[START Selection]

So, there were these guitars that were hanging off street lights. There’s this giant guitar that was on a hill that was kind of this ornamental thing. And, off in the distance, there is another big guitar that you could see on the town square. And so, we were very puzzled by this. We, unfortunately, didn’t stop to try out the handicraft. I’m pretty sure that neither Christian,Teng, nor I are anything of real guitar players ourselves. And afterwards, I went to find that Chang’an County in Guizhou is indeed the largest guitar making hub in the world. I think it’s something like 30% of guitars in China is produced there. I have to get the exact figure in my book.
And that happened due to a great accident in which a lot of folks in Guizhou were moving to Guangdong. In the ’90s, Guangdong was making absolutely everything and anything. Some people were making guitars for export. And so, a lot of people from Guizhou just happened to move to a particular guitar factory. One of the things that we really found on our bike ride was, when you’re going through China’s countryside, Christian made this very astute observation that there are hardly any middle-aged or people in their 20s or 30s that you could find in Guizhou. It’s a lot of children being led with the grandparents, and that’s because anyone who is able to work has been moving over to the coastal areas, where you could have a much better job producing guitars or whatever it is for export.
And something that the local government in Chang’an did was that it found that, well, there’s a lot of people making guitars here. Guitars are not really endemic to the local culture of people playing guitar. That’s not really a Guizhou thing. That’s not really necessarily a Chinese thing.
Kaiser: I’m working to change that, but yeah.
Dan: Well, you’re a big force, Kaiser. Maybe we can change that. But it just attracted a lot of people to try to say, “Hey, why don’t you move back home to Guizhou. You can make a lot of guitars here.” And somehow that strategy worked. And so a lot of people moved back to Guizhou from Guangdong, and now they’re producing guitars mostly on the lower end. So, this is not the sort of things that will be sold in, I think, the high-end guitar shops that you would probably frequent, Kaiser, but there is some innovation here, and I expect that they will get better and better.
Kaiser: Yeah. I mean, it’s amazing how good quality the Chinese guitars have… I mean, it’s astonishing. And all of the major brands are actually making a lot of their guitars in China now. Indonesia is coming up in the world, but it used to be Japan and then South Korea. It’s migrated to China. From China off to Indonesia, I imagine. But there’s still quite a bit happening there in the whole guitar ecosystem, all the electronics, the effects pedals, and all that. It’s huge. I hope to one day make a pilgrimage to the guitar Mecca, and maybe even spend some time there and get some free stuff.

[END Selection]

> **What is asked**
Pick up the conversation on guitar making in Guizhou after its last line and carry it on in the same voice. The records that come next play no part in this work.

[START Information shown]

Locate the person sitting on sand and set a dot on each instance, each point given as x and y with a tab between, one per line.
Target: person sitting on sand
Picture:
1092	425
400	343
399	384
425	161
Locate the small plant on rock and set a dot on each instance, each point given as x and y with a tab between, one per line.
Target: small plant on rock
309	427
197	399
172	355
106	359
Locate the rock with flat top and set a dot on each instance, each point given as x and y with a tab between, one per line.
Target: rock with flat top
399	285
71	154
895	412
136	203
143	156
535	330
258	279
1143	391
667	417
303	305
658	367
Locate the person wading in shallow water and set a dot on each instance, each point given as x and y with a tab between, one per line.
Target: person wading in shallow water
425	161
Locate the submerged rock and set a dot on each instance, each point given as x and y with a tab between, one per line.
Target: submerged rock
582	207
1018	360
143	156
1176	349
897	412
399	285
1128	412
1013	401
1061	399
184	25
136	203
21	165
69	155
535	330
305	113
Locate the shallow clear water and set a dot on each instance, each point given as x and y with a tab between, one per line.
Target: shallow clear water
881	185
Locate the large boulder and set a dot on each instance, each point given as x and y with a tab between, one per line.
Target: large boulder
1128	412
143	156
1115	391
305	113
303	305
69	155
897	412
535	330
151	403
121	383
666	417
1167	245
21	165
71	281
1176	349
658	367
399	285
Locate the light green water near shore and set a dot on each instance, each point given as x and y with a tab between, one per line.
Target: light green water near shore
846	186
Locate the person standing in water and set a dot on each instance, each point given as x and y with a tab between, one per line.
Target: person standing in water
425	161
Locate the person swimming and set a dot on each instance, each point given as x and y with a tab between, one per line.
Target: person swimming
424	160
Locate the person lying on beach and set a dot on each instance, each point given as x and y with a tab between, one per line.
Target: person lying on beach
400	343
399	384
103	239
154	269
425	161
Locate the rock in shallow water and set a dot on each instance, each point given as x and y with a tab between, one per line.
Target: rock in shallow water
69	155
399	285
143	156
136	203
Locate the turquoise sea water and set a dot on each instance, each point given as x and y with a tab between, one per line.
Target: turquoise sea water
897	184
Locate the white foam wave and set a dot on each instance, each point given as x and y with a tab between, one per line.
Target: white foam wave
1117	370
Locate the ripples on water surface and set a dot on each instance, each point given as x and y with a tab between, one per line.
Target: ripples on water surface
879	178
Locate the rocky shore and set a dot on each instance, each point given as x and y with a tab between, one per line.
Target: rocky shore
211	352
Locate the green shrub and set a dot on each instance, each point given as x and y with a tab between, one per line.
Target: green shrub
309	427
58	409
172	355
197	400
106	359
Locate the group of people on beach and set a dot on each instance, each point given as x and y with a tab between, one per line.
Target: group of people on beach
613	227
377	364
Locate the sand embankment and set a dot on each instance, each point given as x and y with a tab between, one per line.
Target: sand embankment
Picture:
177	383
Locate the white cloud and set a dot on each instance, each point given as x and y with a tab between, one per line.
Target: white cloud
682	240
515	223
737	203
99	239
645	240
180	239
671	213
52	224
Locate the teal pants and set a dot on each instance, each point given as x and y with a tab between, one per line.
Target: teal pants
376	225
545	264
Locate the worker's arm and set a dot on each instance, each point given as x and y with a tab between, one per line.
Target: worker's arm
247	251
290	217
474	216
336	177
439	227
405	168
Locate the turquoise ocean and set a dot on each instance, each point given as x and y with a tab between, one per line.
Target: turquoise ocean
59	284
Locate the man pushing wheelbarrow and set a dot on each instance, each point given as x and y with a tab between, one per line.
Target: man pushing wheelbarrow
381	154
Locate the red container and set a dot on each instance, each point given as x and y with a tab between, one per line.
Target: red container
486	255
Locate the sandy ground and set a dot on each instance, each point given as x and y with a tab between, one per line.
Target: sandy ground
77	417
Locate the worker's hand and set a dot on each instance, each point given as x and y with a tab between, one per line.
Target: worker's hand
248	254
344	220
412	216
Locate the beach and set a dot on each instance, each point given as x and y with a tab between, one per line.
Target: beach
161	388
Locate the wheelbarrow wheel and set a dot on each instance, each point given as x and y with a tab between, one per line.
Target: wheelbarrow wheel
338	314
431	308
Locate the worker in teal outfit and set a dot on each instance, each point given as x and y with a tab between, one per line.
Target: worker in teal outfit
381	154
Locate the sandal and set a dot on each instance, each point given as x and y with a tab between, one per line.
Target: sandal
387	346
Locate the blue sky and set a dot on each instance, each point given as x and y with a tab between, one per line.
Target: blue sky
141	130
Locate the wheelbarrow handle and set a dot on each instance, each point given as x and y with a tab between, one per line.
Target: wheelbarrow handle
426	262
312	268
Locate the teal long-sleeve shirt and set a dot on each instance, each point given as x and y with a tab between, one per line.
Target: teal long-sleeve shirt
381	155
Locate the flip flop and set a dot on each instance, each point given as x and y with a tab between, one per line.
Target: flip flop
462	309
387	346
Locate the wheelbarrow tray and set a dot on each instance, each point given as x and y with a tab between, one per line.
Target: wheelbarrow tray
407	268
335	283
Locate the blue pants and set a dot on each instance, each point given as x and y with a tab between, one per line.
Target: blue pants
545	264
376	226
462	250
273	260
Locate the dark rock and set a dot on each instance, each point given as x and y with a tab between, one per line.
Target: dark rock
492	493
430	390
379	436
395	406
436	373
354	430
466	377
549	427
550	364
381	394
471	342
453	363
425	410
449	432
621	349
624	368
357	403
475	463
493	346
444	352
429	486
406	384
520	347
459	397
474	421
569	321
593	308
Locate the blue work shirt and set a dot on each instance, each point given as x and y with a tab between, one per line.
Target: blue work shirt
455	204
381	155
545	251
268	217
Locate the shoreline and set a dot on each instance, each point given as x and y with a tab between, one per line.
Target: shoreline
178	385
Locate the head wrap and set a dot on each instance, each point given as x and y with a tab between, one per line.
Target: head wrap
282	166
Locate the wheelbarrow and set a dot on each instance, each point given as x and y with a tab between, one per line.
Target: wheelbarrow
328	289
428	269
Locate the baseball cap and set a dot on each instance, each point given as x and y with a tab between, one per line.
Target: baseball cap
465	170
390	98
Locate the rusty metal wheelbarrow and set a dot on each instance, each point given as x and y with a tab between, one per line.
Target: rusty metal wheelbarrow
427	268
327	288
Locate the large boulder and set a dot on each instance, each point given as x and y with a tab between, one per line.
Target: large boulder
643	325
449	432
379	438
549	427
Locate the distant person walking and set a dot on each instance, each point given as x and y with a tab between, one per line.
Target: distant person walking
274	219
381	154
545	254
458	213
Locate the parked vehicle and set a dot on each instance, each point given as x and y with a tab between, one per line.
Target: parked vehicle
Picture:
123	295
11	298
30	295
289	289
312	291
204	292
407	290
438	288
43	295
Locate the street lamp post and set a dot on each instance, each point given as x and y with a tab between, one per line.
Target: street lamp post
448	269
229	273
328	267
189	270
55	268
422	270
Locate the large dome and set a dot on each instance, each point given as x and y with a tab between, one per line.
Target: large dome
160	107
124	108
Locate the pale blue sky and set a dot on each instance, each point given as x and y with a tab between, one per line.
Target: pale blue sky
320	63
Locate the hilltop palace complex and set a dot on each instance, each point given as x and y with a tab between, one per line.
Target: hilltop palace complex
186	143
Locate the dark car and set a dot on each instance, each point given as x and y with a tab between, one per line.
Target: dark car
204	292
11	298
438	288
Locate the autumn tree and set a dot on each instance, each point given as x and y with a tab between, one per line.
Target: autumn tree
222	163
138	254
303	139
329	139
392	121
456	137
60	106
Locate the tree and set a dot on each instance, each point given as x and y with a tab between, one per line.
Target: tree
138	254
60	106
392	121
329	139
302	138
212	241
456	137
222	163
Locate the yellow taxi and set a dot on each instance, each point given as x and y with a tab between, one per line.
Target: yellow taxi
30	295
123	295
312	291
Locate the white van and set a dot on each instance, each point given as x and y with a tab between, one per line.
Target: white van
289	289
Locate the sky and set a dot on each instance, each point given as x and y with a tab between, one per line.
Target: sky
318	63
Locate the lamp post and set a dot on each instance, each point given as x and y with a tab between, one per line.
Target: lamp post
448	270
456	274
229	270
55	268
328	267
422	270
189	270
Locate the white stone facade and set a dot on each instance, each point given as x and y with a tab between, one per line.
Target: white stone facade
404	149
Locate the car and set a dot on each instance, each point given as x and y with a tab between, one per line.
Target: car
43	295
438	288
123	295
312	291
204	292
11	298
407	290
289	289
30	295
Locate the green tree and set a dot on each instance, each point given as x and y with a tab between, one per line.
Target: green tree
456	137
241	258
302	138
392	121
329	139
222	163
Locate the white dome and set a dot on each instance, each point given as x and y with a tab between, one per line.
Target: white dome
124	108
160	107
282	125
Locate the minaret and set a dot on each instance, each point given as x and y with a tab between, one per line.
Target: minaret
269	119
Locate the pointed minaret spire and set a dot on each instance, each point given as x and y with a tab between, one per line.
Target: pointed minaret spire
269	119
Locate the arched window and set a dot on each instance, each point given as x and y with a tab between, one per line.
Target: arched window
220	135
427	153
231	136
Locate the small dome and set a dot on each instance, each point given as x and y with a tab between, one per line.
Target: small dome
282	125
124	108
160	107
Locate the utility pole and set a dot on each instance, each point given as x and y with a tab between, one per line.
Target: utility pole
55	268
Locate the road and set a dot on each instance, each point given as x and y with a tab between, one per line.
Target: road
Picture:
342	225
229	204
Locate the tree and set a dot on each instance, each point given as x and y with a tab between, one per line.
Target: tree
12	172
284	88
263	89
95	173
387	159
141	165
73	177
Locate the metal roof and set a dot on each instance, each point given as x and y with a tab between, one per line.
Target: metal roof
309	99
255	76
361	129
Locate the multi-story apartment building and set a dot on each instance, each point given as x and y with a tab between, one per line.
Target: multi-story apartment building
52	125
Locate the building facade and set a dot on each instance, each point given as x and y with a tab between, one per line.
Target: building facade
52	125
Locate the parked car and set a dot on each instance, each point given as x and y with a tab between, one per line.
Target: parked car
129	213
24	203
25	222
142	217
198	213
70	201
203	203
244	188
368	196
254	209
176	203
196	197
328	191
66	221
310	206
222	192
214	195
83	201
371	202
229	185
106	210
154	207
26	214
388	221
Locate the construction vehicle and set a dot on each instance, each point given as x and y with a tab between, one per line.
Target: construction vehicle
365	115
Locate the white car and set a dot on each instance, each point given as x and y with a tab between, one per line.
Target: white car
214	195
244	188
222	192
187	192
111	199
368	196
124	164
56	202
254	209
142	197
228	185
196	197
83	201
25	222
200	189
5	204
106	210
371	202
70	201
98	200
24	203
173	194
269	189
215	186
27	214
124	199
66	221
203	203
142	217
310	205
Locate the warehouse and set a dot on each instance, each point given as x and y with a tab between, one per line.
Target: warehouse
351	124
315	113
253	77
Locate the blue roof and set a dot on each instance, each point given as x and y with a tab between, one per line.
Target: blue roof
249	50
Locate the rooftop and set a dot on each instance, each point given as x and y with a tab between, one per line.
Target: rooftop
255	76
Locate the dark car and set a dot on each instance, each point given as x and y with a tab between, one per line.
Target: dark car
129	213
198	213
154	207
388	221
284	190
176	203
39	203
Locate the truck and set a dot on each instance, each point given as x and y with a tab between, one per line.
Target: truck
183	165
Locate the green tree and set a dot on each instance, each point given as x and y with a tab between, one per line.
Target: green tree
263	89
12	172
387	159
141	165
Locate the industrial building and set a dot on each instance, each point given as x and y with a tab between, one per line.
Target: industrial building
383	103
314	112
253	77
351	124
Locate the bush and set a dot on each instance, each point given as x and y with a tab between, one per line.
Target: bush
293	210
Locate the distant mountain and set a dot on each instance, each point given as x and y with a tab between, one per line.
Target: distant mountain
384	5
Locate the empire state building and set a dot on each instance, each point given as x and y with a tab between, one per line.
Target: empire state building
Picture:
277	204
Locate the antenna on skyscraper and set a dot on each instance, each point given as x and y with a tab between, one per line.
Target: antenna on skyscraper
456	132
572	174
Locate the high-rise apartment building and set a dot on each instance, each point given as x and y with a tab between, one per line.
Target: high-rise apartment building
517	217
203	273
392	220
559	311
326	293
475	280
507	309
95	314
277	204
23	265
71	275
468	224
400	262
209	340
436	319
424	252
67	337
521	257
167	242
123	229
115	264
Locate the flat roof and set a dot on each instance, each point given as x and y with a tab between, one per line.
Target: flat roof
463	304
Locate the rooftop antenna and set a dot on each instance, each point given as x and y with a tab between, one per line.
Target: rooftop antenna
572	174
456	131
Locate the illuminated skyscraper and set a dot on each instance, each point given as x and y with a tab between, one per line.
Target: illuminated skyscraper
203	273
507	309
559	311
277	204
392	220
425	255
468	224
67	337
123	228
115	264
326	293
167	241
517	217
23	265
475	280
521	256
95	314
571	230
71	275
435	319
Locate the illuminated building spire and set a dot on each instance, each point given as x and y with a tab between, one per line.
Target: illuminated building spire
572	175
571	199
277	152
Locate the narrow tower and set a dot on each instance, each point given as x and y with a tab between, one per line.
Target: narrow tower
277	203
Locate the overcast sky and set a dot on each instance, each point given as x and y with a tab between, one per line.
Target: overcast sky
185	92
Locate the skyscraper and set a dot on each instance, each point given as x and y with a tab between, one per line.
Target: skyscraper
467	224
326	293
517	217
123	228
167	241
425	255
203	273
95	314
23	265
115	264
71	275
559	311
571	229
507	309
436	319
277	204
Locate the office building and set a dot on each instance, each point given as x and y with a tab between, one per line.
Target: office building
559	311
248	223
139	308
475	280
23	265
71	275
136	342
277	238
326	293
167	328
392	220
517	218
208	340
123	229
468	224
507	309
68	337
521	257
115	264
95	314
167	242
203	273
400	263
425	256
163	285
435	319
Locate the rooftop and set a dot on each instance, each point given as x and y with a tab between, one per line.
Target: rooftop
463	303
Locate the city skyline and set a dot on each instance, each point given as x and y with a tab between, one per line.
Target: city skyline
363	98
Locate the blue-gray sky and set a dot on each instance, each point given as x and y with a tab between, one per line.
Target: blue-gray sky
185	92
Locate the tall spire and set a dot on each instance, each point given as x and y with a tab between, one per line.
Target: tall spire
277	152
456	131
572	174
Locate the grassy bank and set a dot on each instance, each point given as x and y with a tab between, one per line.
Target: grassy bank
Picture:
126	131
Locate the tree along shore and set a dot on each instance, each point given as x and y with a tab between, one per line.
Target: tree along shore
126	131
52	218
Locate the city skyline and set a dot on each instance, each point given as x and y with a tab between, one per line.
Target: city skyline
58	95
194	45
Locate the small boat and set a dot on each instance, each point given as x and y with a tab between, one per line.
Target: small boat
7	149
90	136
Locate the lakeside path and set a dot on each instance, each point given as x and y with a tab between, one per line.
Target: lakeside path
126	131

[END Information shown]

> **Written answer**
Dan: I’ll show you my cycling route, Kaiser.
Kaiser: Yeah. No, that’d be great.
Dan: You can pedal there.
Kaiser: Ha, right. Yeah, no, I’m not going to do that. But yeah, the enticement is just the usual package of tax incentives of steeply discounted infrastructure promises of raw materials. What did they do to entice people to a place like that? What do they typically do?
Dan: I think the typical enticement is, yes, we will give you the infrastructure, we will give you the taxes, and we will also let you be close to the hometown, where a lot of people want to be. A lot of folks in Guizhou, folks in the southwest, can’t necessarily love the Southeast and Guangdong, where they were working. “It’s too humid,” they might say, you know, “We don’t love the Cantonese food. Where’s all the spices? Where’s all the pickles? Where is the really pungent flavors that folks in Guizhou are used to?” And so, this coincided with, sort of, this rural revitalization program that Beijing has emphasized for quite a while now.
And so, I think it is just this big happy accident that I would say a pretty random place, Guizhou, it’s just making so many guitars now.
Kaiser: Awesome. Dan, I know you’re going to end up on every major podcast talking about this book, so I want to avoid just asking you about the main themes or going through chapter by chapter. Instead, I was hoping that we could use the main themes of the book as kind of jumping off point to explore a lot of the questions that popped into my head as I read it, questions I’m sure you’ve thought about as well. Not necessarily things that made their way into the pages of the book itself, but let me start here. I mean, we can all rattle off the obvious differences between an engineering state and a lawyerly society. You got speed versus procedure, certain social orderliness versus the chaos of pure market forces.
But what are what are some of the more subtle trade-offs, the ones that most people don’t even know that they’re making, that maybe shaped daily life in each system? I’m thinking predictability, dignity, moral legitimacy. I mean, which of these things matters to people who live inside each system?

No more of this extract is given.